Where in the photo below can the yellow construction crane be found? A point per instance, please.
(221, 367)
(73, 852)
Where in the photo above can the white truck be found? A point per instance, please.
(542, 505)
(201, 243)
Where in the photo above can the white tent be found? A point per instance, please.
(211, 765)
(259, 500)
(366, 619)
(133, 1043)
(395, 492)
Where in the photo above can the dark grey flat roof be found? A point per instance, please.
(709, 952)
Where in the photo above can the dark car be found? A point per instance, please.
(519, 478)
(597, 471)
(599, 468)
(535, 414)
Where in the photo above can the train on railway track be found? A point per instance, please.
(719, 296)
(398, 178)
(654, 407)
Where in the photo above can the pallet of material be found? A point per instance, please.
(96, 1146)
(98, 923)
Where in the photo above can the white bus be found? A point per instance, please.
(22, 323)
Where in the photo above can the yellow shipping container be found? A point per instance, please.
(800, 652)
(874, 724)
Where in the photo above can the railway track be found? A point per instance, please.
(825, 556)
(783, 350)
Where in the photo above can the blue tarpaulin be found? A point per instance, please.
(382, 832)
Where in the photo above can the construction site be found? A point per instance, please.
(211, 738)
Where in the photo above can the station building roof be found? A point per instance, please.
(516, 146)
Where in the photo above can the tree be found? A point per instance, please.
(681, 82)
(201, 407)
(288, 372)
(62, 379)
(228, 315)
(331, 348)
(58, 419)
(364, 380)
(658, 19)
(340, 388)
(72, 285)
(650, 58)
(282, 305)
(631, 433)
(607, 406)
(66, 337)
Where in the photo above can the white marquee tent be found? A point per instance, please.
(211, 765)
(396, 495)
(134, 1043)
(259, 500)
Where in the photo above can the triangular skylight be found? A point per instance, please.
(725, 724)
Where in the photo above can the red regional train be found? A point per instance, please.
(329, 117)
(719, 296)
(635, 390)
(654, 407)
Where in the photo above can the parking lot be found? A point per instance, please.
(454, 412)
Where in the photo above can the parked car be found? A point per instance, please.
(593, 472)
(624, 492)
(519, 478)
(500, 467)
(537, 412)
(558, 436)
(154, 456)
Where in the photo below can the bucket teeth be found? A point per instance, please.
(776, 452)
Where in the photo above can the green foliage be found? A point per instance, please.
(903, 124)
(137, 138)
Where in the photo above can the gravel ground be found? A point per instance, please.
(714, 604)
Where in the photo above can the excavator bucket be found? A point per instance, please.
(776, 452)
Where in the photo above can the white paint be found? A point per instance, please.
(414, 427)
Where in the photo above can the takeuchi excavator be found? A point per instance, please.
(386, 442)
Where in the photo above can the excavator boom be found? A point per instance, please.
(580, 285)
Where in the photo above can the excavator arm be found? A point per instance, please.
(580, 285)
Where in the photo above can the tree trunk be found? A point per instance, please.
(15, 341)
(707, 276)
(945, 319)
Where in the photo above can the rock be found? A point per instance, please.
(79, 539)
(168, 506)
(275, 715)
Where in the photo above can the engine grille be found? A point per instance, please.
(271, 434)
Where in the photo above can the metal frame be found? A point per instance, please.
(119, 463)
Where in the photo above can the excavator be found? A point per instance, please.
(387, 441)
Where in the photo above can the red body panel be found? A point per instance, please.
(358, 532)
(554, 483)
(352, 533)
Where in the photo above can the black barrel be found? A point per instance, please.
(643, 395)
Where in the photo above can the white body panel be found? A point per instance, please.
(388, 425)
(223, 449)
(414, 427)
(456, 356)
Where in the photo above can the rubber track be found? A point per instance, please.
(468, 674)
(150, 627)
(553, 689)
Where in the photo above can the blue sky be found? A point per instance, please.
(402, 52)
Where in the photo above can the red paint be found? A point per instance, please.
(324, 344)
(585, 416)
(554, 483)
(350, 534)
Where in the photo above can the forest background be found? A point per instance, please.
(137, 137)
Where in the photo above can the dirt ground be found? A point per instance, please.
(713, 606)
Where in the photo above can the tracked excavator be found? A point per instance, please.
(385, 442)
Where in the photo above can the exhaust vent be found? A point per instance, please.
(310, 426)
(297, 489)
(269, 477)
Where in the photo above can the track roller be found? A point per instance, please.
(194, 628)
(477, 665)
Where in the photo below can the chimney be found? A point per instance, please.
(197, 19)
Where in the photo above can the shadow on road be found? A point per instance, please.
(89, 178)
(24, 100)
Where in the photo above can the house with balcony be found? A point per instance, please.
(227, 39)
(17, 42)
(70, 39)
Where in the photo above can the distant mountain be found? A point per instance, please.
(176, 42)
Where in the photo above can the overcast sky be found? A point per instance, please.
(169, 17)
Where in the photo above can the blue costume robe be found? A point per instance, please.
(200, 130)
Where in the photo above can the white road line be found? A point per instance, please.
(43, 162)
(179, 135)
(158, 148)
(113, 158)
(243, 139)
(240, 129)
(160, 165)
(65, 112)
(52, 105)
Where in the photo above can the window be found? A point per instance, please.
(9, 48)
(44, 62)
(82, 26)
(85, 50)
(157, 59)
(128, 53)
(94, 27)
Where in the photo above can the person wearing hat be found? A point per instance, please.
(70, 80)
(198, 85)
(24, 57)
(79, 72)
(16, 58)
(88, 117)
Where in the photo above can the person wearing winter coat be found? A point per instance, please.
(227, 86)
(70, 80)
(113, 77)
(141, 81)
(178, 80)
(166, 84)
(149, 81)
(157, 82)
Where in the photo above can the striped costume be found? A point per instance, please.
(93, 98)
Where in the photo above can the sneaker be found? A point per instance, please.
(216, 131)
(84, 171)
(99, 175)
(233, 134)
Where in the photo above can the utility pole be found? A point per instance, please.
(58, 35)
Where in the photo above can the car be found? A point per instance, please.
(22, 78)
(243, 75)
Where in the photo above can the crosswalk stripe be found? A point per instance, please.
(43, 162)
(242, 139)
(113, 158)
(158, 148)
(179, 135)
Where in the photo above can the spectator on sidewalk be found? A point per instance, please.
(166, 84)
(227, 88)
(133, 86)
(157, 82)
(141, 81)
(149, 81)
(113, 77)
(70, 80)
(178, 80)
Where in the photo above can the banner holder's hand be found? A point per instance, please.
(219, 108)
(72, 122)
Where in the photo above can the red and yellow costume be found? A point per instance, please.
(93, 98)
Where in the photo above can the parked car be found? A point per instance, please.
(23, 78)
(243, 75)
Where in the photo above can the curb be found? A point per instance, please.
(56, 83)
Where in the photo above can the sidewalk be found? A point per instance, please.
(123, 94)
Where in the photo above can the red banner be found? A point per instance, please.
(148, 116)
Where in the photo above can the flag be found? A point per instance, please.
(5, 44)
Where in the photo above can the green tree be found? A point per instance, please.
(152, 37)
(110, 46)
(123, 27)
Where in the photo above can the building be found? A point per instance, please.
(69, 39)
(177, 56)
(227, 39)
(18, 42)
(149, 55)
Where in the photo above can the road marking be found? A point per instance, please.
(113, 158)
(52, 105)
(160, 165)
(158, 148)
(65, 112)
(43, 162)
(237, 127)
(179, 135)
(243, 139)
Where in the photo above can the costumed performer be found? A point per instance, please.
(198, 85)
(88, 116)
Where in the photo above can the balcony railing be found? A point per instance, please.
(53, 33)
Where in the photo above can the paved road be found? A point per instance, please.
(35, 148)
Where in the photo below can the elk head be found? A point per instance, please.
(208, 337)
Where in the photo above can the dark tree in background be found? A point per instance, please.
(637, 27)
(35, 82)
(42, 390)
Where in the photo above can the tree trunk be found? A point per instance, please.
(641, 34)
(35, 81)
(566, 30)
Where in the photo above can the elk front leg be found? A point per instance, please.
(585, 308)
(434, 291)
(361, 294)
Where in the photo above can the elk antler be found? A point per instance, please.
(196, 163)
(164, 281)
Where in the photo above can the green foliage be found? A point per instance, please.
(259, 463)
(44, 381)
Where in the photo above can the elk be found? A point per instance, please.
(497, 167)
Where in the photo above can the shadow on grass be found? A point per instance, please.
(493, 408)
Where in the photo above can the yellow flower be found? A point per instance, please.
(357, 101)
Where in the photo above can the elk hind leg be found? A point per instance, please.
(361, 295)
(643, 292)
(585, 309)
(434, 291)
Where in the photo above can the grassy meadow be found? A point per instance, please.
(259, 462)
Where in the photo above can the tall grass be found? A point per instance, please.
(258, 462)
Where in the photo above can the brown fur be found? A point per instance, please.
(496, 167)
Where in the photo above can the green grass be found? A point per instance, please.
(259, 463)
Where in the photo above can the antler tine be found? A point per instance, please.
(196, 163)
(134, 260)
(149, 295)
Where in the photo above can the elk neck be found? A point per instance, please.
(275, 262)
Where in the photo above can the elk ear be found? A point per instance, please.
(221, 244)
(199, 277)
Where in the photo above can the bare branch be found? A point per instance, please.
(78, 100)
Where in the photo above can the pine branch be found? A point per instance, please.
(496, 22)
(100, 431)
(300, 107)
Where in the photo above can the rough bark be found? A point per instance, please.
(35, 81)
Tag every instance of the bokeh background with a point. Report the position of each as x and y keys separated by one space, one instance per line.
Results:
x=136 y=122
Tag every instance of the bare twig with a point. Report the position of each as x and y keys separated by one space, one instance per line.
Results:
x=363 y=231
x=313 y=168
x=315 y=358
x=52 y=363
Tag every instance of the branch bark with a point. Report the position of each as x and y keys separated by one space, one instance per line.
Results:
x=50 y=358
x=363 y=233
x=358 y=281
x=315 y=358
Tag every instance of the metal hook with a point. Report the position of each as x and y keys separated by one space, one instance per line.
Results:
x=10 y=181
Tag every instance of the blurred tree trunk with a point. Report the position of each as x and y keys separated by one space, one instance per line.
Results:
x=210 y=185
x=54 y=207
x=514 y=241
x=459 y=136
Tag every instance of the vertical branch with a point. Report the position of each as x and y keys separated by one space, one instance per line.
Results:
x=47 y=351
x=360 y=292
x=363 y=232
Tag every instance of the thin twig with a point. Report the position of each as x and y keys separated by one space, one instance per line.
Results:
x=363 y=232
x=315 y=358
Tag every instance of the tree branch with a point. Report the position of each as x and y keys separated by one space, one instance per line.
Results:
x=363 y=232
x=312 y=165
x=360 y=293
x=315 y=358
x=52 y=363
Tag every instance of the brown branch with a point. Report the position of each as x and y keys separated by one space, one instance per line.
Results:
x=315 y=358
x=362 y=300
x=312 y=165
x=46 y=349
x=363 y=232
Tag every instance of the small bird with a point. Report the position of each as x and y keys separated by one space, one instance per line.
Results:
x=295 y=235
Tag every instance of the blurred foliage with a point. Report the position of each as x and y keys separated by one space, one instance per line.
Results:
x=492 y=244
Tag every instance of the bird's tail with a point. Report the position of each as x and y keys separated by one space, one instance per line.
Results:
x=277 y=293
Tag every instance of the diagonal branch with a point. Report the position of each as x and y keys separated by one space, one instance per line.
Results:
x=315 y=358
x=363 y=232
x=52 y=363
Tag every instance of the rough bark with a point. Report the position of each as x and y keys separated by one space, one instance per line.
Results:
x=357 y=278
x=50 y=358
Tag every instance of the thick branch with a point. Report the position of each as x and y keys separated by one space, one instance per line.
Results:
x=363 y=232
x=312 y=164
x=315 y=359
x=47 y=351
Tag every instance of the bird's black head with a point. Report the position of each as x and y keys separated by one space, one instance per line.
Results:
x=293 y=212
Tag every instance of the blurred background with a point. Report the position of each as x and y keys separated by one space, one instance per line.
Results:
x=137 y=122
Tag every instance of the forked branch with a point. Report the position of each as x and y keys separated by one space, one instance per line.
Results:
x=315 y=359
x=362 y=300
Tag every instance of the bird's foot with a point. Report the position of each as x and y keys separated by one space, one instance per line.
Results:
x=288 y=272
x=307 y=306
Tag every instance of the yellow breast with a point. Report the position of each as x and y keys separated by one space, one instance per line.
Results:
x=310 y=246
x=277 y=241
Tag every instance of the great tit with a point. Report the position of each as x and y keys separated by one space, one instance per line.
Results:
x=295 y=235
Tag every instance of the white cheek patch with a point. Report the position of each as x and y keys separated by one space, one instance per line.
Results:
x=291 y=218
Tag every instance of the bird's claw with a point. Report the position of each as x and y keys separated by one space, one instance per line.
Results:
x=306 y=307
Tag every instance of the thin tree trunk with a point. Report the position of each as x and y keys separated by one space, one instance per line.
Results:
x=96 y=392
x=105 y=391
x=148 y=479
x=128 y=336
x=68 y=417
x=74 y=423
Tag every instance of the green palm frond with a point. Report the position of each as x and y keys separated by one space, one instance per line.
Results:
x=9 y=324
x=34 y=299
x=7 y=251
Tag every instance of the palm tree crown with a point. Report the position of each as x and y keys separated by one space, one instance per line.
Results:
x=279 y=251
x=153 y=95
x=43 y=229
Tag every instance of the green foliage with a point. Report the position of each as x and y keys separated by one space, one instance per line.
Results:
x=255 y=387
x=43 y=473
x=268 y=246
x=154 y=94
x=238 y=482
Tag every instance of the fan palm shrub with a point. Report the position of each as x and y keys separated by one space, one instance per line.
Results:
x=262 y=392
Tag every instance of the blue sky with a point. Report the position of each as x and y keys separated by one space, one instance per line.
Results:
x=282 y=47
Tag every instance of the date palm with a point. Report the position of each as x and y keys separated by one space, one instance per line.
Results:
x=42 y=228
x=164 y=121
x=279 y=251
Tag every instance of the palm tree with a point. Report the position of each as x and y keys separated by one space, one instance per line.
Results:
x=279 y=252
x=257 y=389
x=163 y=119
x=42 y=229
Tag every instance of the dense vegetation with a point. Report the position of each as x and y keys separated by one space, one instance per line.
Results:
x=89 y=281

━━━

### What this task involves
Report every line from the listing above where the string "twig" can be found.

### Result
Tag every instance of the bare twig with a point. Report the position of each as x and y keys separated by one space, one instance per line.
Tag every instance of the thin twig with a point. Report the position of each as x and y keys separated by one space, one instance per line.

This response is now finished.